Challenge – Return every line in the entries below that contains the string "bench".

(Data entries)

★ ★ ★ ★

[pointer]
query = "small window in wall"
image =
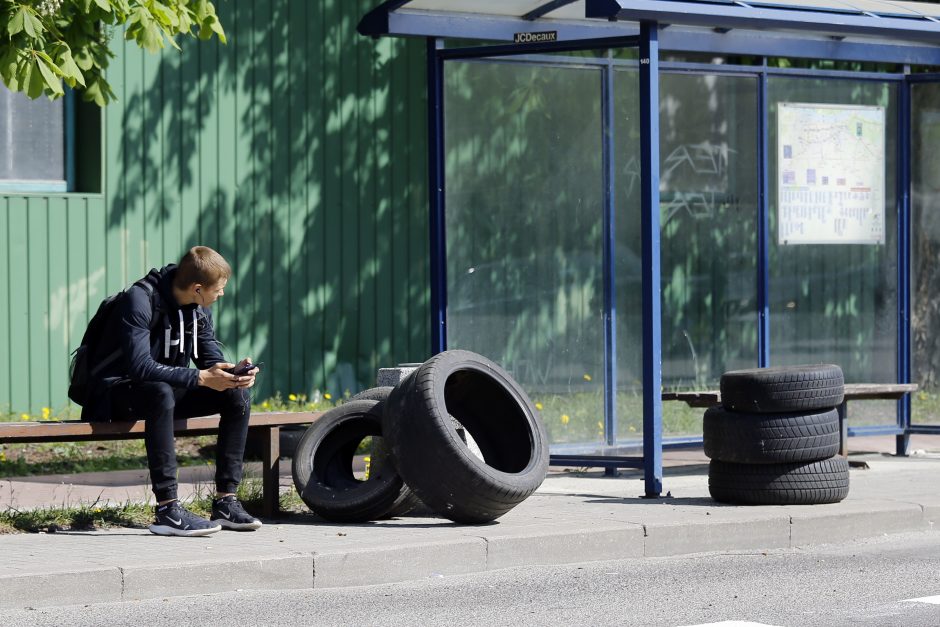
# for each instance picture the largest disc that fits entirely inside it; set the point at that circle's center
(32, 144)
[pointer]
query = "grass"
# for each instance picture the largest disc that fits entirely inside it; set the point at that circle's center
(21, 460)
(95, 516)
(569, 418)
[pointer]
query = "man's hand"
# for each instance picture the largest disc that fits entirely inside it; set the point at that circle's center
(218, 379)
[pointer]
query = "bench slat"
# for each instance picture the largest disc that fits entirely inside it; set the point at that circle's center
(853, 391)
(78, 431)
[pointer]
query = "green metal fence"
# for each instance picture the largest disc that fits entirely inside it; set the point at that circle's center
(297, 150)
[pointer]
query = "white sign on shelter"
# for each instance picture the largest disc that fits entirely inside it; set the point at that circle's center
(830, 174)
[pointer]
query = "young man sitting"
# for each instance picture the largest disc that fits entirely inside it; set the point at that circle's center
(161, 324)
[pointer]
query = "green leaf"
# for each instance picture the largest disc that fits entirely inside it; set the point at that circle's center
(8, 64)
(34, 83)
(69, 68)
(151, 37)
(32, 25)
(48, 70)
(163, 13)
(84, 59)
(16, 24)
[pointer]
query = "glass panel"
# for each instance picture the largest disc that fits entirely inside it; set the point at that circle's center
(31, 139)
(834, 300)
(925, 251)
(524, 207)
(628, 255)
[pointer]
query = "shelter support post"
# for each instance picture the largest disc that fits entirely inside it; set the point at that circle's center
(652, 321)
(904, 263)
(610, 283)
(763, 226)
(435, 69)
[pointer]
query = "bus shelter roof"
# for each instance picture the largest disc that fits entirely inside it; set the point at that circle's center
(866, 30)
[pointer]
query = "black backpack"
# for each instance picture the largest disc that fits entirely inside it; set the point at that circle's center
(81, 372)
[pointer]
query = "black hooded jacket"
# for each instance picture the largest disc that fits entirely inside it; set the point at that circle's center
(158, 340)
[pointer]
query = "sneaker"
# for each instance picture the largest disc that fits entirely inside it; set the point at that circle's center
(173, 519)
(228, 512)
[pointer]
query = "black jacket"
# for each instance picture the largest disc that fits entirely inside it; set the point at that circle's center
(156, 338)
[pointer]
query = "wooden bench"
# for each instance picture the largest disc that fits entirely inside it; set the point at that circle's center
(853, 392)
(266, 426)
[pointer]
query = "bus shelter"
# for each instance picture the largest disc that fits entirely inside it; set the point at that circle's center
(633, 196)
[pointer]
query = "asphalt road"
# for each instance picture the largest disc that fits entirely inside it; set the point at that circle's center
(869, 582)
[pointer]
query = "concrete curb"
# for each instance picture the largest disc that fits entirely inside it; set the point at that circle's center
(481, 551)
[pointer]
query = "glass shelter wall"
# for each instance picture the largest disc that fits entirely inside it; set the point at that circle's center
(525, 201)
(833, 290)
(708, 217)
(925, 251)
(524, 207)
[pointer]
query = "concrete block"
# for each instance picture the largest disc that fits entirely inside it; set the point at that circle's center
(826, 524)
(727, 535)
(60, 588)
(399, 563)
(394, 376)
(179, 579)
(552, 547)
(932, 515)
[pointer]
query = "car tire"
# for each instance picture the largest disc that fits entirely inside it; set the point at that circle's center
(770, 438)
(807, 483)
(421, 420)
(322, 466)
(381, 457)
(782, 389)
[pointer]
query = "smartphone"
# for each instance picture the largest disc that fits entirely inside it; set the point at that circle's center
(240, 370)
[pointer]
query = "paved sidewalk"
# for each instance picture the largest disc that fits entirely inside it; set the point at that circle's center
(574, 517)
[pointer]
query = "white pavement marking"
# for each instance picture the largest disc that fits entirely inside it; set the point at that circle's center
(932, 600)
(732, 623)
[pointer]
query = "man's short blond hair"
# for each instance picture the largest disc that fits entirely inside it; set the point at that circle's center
(201, 265)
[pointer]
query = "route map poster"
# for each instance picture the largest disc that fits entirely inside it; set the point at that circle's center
(830, 174)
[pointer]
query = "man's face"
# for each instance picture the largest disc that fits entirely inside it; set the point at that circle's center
(208, 295)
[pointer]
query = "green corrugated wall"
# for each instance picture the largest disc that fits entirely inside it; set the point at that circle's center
(297, 150)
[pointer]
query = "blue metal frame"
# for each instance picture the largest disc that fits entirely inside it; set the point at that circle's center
(69, 106)
(652, 304)
(609, 140)
(904, 262)
(763, 224)
(741, 15)
(384, 20)
(435, 70)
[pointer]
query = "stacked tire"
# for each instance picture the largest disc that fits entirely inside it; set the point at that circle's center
(774, 440)
(458, 433)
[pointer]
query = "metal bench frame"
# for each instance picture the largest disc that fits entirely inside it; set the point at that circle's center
(266, 426)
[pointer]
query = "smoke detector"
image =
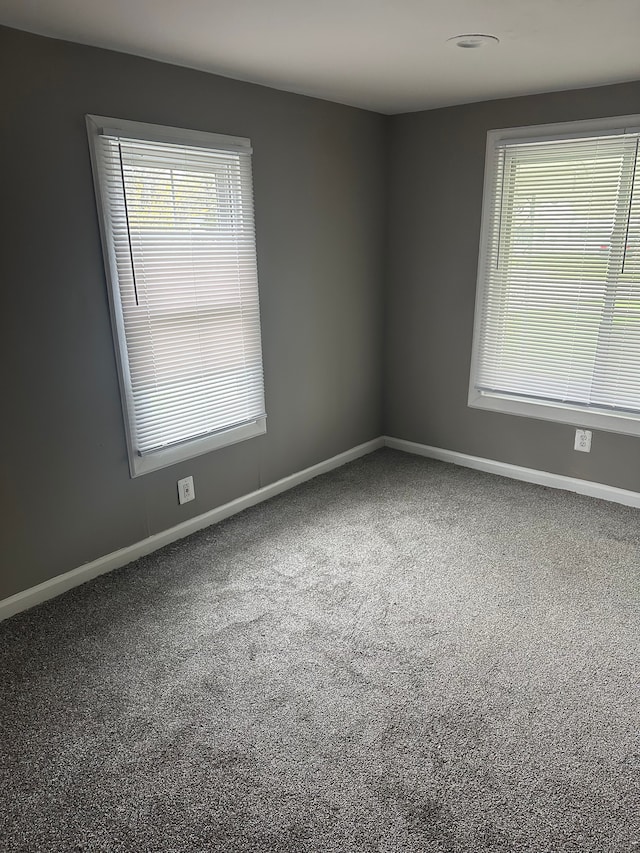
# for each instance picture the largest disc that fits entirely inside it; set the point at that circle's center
(473, 40)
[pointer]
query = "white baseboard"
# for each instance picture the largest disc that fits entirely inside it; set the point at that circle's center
(56, 586)
(517, 472)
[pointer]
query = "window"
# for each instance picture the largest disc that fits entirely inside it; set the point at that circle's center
(176, 217)
(557, 329)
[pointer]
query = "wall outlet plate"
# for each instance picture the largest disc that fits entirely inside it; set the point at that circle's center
(186, 492)
(583, 440)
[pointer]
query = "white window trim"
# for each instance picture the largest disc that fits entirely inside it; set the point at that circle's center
(143, 464)
(610, 421)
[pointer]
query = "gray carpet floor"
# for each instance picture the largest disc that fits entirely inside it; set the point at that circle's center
(399, 656)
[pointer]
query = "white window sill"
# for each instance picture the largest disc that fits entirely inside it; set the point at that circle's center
(579, 416)
(178, 453)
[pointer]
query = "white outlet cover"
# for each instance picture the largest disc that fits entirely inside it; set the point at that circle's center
(186, 491)
(583, 440)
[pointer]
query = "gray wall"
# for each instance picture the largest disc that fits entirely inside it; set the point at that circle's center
(67, 497)
(436, 171)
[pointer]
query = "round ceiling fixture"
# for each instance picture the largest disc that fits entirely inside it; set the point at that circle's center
(473, 40)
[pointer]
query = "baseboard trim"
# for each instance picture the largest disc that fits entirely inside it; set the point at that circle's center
(62, 583)
(517, 472)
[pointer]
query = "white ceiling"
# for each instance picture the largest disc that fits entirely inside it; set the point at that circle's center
(385, 55)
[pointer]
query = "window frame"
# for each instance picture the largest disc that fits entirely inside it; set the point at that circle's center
(608, 420)
(140, 464)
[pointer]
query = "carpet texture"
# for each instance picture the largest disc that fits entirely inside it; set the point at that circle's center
(398, 656)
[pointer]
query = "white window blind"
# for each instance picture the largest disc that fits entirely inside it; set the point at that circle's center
(179, 231)
(558, 307)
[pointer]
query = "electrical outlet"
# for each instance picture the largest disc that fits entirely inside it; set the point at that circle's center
(583, 440)
(186, 492)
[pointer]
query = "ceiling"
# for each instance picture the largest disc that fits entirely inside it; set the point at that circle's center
(385, 55)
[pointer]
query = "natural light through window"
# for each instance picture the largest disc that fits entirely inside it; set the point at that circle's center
(178, 233)
(557, 331)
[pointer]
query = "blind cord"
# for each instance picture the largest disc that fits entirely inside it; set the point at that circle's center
(626, 233)
(126, 213)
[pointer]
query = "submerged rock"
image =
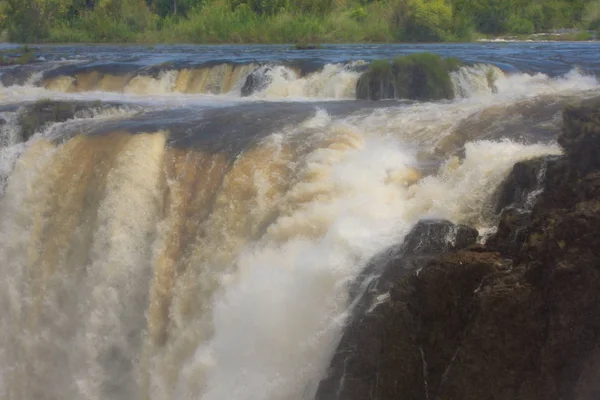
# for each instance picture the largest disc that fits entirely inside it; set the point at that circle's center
(422, 76)
(519, 320)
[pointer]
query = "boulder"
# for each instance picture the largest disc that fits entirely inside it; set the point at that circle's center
(516, 320)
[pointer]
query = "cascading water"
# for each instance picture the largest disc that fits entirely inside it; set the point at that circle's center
(152, 253)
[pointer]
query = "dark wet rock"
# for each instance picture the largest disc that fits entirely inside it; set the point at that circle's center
(422, 76)
(438, 236)
(522, 322)
(363, 351)
(525, 178)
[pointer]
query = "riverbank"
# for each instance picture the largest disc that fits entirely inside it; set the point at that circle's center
(280, 21)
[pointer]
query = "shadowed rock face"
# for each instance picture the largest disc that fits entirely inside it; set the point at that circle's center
(518, 318)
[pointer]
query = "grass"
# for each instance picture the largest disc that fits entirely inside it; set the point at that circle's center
(222, 24)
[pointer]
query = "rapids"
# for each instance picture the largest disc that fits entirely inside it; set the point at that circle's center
(197, 238)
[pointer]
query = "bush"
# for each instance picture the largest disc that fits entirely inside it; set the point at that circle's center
(422, 76)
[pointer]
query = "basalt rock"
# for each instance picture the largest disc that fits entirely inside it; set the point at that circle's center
(519, 319)
(421, 76)
(374, 353)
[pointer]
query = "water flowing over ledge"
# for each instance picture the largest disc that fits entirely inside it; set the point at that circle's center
(164, 245)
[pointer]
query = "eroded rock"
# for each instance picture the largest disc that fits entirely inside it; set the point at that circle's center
(519, 320)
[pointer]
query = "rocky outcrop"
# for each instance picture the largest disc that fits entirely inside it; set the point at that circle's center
(516, 319)
(421, 76)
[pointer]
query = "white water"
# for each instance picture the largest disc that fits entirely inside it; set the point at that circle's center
(333, 81)
(93, 245)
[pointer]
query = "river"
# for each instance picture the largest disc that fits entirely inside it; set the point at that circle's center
(191, 230)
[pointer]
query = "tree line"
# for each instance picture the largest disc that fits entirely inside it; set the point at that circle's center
(287, 20)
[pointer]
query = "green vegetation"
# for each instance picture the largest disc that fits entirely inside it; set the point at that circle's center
(422, 76)
(288, 21)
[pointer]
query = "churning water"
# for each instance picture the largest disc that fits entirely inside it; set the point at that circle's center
(197, 238)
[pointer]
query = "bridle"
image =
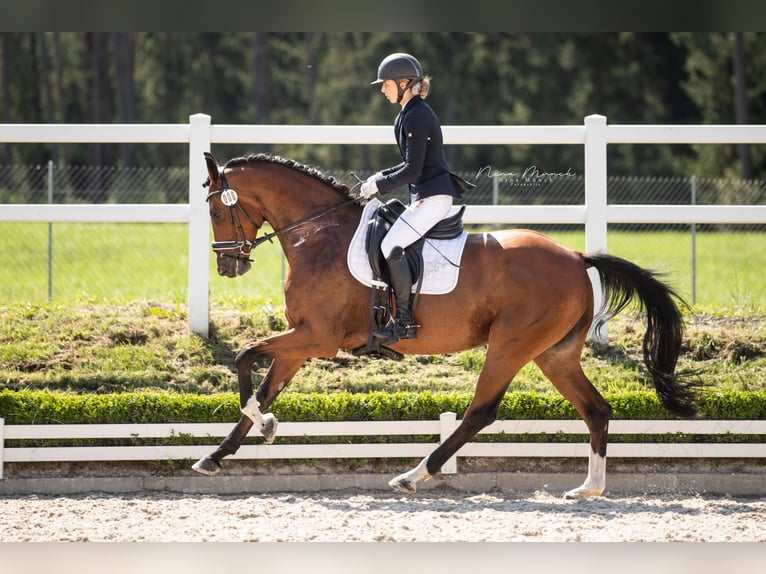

★ ★ ★ ★

Finished answer –
query = "bench slat"
query = "wooden bench"
query = "metal bench frame"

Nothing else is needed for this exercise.